- Job -
Pull out every line in the items below that contains the word "cluster".

──────────

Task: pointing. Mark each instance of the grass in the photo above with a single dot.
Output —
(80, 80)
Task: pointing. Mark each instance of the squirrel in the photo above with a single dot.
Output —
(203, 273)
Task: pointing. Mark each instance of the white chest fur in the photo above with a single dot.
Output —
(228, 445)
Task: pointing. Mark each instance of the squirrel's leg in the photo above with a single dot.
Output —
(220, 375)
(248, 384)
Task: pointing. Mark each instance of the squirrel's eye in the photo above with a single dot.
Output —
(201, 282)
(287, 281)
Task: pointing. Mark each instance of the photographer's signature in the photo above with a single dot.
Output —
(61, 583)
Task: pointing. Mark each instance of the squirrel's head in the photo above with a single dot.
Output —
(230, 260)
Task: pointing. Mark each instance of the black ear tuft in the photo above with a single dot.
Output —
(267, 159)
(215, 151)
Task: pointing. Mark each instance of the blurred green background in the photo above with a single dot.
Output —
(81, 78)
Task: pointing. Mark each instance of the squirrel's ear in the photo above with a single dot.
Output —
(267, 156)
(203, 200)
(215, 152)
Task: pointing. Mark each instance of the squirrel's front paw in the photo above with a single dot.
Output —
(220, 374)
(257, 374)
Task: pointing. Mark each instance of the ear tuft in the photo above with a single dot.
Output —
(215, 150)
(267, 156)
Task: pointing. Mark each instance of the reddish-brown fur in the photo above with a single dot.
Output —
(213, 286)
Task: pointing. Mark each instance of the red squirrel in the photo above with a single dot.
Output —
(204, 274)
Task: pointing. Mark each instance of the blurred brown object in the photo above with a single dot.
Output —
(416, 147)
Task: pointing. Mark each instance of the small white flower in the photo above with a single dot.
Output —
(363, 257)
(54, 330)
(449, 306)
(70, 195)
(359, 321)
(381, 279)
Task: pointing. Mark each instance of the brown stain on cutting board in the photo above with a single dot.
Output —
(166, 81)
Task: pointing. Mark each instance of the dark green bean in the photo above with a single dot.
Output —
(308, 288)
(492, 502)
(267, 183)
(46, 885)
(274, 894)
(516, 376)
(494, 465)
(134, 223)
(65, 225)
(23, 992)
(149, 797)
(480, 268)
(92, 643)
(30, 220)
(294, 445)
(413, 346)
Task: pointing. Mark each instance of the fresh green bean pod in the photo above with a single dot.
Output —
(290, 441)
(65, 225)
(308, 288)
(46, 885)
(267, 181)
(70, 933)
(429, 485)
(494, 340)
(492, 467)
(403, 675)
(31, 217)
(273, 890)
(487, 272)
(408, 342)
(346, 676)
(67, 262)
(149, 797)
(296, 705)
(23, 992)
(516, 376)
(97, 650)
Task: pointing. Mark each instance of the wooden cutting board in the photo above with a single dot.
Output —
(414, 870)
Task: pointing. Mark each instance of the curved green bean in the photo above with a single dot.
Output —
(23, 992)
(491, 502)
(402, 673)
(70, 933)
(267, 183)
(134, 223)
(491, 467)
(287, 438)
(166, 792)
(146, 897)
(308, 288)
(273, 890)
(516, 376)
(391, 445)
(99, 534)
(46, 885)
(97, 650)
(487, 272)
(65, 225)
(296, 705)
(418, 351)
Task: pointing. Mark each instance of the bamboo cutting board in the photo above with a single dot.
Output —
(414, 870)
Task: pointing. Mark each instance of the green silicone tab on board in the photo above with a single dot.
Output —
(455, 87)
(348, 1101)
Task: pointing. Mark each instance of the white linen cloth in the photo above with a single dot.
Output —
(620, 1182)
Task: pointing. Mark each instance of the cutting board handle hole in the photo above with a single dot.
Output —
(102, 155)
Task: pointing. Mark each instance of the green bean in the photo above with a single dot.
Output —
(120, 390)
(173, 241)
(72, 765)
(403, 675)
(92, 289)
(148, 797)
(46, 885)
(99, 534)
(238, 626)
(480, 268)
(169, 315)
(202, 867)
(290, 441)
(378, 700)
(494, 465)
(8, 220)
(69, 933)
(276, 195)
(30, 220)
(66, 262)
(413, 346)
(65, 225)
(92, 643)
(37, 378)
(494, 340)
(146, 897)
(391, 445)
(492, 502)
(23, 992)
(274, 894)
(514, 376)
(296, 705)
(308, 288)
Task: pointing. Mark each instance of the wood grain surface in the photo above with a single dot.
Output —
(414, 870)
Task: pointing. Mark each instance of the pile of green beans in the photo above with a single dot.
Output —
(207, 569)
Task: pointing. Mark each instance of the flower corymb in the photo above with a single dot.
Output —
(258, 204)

──────────

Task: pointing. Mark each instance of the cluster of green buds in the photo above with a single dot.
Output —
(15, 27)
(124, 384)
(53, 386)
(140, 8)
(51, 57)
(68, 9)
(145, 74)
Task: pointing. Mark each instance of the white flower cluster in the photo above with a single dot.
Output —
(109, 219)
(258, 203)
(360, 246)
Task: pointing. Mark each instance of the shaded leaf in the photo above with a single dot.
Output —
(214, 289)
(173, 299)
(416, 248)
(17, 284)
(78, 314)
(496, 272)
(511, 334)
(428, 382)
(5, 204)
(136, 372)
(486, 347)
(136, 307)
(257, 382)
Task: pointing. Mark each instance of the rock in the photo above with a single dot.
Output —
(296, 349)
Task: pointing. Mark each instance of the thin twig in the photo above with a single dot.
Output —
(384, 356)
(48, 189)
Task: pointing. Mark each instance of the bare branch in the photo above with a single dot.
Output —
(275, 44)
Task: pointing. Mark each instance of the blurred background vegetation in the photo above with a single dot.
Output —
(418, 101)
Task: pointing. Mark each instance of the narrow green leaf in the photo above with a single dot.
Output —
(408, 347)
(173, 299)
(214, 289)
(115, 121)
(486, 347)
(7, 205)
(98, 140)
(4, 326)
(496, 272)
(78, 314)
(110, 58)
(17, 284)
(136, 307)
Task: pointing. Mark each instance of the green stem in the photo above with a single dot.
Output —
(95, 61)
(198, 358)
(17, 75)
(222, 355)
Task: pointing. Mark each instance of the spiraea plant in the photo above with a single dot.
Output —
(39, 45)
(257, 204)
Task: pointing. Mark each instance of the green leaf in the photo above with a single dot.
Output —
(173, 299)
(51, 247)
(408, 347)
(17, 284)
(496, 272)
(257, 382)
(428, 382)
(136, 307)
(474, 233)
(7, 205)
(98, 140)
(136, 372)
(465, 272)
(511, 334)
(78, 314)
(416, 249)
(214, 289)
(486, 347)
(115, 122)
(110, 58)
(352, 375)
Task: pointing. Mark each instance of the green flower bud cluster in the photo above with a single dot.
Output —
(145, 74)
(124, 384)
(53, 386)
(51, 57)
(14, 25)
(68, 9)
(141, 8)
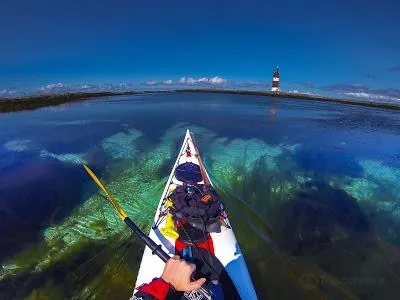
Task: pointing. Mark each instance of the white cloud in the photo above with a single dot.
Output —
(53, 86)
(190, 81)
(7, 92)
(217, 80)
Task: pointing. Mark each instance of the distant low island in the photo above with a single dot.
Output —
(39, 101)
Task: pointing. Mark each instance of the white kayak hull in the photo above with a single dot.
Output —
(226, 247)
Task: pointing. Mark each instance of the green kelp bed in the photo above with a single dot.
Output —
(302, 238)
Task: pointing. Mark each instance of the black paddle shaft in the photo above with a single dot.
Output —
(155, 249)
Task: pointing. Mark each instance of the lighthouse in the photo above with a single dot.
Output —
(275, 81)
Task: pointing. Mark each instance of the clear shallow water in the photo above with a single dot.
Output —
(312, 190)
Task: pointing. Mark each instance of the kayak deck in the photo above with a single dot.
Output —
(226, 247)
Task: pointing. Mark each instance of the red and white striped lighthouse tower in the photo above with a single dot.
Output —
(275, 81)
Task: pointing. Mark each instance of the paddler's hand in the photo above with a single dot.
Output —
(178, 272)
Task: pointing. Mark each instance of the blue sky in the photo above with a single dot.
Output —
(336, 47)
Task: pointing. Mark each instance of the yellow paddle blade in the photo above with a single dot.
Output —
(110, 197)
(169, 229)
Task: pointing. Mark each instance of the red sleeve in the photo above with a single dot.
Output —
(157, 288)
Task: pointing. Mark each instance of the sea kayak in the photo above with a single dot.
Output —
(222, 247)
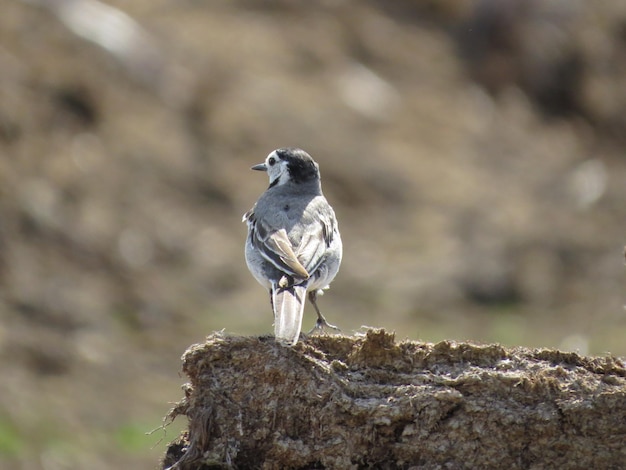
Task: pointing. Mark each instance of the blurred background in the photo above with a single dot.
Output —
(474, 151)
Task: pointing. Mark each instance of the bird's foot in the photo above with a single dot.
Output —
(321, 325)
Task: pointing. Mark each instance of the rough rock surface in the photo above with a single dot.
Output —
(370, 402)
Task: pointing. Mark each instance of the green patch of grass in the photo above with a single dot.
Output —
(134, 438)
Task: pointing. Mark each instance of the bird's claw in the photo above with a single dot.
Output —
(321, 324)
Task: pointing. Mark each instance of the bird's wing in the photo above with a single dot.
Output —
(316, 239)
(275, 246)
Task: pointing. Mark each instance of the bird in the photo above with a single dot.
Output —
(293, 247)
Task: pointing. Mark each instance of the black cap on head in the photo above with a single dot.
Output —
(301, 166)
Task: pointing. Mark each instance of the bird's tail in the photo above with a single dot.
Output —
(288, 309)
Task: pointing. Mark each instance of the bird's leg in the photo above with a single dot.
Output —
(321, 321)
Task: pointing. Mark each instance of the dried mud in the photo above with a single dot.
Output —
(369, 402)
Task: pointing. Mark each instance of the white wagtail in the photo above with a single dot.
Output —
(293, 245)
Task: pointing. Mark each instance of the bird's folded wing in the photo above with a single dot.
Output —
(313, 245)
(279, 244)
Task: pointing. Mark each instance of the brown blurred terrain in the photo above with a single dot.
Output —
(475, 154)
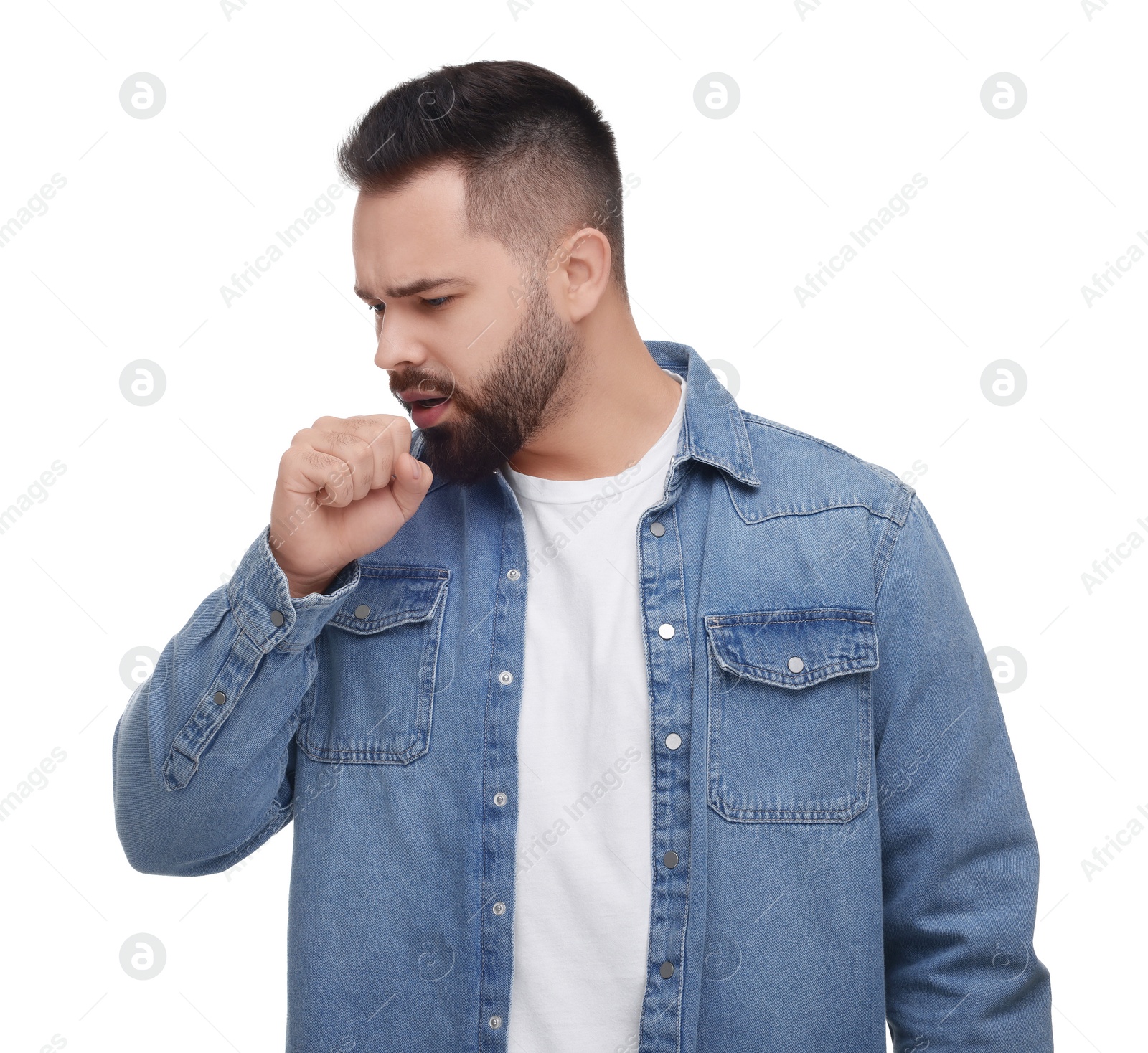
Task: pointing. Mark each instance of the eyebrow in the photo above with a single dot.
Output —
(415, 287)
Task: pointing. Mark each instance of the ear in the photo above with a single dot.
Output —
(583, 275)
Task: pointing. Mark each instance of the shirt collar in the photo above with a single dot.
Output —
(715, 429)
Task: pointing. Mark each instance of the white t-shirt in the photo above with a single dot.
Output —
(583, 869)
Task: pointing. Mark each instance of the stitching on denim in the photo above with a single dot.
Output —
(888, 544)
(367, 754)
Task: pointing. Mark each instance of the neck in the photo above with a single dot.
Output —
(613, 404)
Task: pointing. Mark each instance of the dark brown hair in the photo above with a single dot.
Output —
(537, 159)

──────────

- Exercise response -
Task: pointing. Mark each instance of the cluster of green buds in the photo above with a single dot.
Task: pointing. Mark each instance of the white flower cluster in the photo above with a single dot.
Task: pointing. Mark each instance of the green flower bud cluster in the photo above with a single dot.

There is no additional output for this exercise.